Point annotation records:
******************************
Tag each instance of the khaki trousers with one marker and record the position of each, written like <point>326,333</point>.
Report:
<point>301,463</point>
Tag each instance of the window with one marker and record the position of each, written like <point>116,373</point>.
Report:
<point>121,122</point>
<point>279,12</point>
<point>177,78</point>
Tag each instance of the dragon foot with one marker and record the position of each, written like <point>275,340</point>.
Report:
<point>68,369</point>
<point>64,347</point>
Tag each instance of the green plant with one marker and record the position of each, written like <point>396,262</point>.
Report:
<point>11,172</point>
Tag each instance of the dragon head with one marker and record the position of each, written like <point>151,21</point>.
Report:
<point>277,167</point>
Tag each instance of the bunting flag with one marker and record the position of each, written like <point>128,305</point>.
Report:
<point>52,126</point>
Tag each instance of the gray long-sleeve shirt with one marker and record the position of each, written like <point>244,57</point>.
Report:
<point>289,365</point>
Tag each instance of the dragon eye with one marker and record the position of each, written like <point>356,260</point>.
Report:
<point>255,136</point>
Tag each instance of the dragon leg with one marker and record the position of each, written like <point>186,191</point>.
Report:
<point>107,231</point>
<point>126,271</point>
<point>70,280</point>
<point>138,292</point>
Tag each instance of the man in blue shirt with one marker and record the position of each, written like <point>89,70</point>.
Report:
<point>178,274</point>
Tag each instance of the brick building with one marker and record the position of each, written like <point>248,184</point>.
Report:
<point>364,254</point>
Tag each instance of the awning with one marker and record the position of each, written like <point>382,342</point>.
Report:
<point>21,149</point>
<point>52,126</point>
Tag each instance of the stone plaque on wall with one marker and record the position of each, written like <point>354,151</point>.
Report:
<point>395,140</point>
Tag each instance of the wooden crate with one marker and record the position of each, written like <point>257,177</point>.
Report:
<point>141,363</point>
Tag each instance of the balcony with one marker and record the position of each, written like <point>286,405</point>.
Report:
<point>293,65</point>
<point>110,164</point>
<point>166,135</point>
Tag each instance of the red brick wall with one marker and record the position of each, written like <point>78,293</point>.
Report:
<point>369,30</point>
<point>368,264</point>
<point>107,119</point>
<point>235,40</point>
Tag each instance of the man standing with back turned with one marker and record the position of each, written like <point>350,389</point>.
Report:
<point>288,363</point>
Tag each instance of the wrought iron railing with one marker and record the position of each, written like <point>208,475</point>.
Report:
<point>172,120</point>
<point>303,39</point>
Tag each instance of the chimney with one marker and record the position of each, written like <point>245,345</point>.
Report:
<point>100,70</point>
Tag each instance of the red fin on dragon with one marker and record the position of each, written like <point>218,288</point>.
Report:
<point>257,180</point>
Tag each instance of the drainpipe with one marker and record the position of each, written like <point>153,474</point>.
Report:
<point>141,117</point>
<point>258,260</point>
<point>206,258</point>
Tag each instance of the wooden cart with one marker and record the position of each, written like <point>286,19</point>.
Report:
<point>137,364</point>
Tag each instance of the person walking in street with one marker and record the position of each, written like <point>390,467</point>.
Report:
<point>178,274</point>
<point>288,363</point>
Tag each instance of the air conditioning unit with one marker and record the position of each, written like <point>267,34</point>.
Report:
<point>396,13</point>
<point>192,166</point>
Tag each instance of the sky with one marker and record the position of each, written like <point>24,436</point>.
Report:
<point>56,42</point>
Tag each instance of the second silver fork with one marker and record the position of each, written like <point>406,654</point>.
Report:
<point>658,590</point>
******************************
Set exercise: Could you copy every line of the data above word for word, changing nothing?

Expected answer:
Tag each instance of the khaki trousers with one marker and record the position of each, written like <point>326,333</point>.
Report:
<point>301,463</point>
Tag each instance of the window with one marker and record the position of each, written like <point>116,373</point>.
Report:
<point>121,122</point>
<point>279,12</point>
<point>177,78</point>
Tag each instance of the dragon foot with one marker and record the position of each, written like <point>275,340</point>.
Report:
<point>68,369</point>
<point>64,347</point>
Tag each instance of the green plant with one marker and record the position of each, written like <point>396,262</point>.
Report:
<point>11,172</point>
Tag each instance of the dragon head with one marker and record the position of each, written like <point>151,21</point>.
Report:
<point>277,167</point>
Tag each instance of the bunting flag with one marker and record the position of each, written like <point>128,305</point>.
Report:
<point>52,126</point>
Tag each instance of the gray long-sleeve shirt with one marker and record the position of each, written like <point>244,57</point>.
Report:
<point>289,365</point>
Tag each instance of the dragon eye with one marker and record the position of each, written like <point>356,260</point>.
Report:
<point>255,136</point>
Tag each instance of the dragon leg with one marker and record the position of each, written like <point>186,191</point>.
Report:
<point>107,231</point>
<point>126,271</point>
<point>70,280</point>
<point>138,292</point>
Tag each instance of the man in blue shirt with one marker and record the position of each, written like <point>89,70</point>.
Report:
<point>178,274</point>
Tag each instance of the brick building with one marker and record the position of each, written like <point>248,184</point>.
Report:
<point>364,254</point>
Tag each instance of the awning with one marker and record the position of each, written like <point>382,342</point>.
Report:
<point>21,149</point>
<point>52,126</point>
Tag each instance of the stone plaque on wall with one marker and record the position of each, written like <point>354,151</point>.
Report:
<point>395,140</point>
Tag each instance of the wooden crate with one marker and record the position of each, written like <point>257,177</point>.
Report:
<point>141,363</point>
Tag each instance of the balcony with one marker and record the position of each, written like <point>286,405</point>.
Report:
<point>293,65</point>
<point>110,164</point>
<point>166,135</point>
Tag each instance of the red brick wall with one marker and record the position of each, written like <point>78,293</point>.
Report:
<point>369,30</point>
<point>368,264</point>
<point>107,119</point>
<point>235,40</point>
Tag each instance of the man standing with back turned with one marker and record the position of each, written like <point>350,389</point>.
Report:
<point>288,363</point>
Tag each instance of the wrought iron railing with one marker and record the position of each, written like <point>208,475</point>.
Report:
<point>172,120</point>
<point>303,39</point>
Tag each instance of the chimney with one marker and record the position of each, written like <point>245,345</point>.
Report:
<point>100,70</point>
Tag each instance of the red fin on dragon with one marker and record the position of each, written like <point>218,288</point>.
Report:
<point>257,180</point>
Tag each instance of the drainpipe with one marker and record the position of each, written like <point>153,474</point>.
Report:
<point>141,117</point>
<point>258,260</point>
<point>206,258</point>
Tag each instance of the wooden cart with one marker and record the position of each, written like <point>286,19</point>.
Report:
<point>137,364</point>
Tag each instance of the person walking in street with one marker and record the position of each, written like <point>390,467</point>.
Report:
<point>178,274</point>
<point>288,363</point>
Tag each instance of the air conditioning unit with one marker and record the position of each, written like <point>267,34</point>.
Report:
<point>396,13</point>
<point>192,166</point>
Tag each instance of the sky with one marker and record the position of each, written like <point>24,436</point>.
Report:
<point>56,42</point>
Tag each instance of the second silver fork with one marker and record the position of each, written like <point>406,654</point>.
Report:
<point>658,590</point>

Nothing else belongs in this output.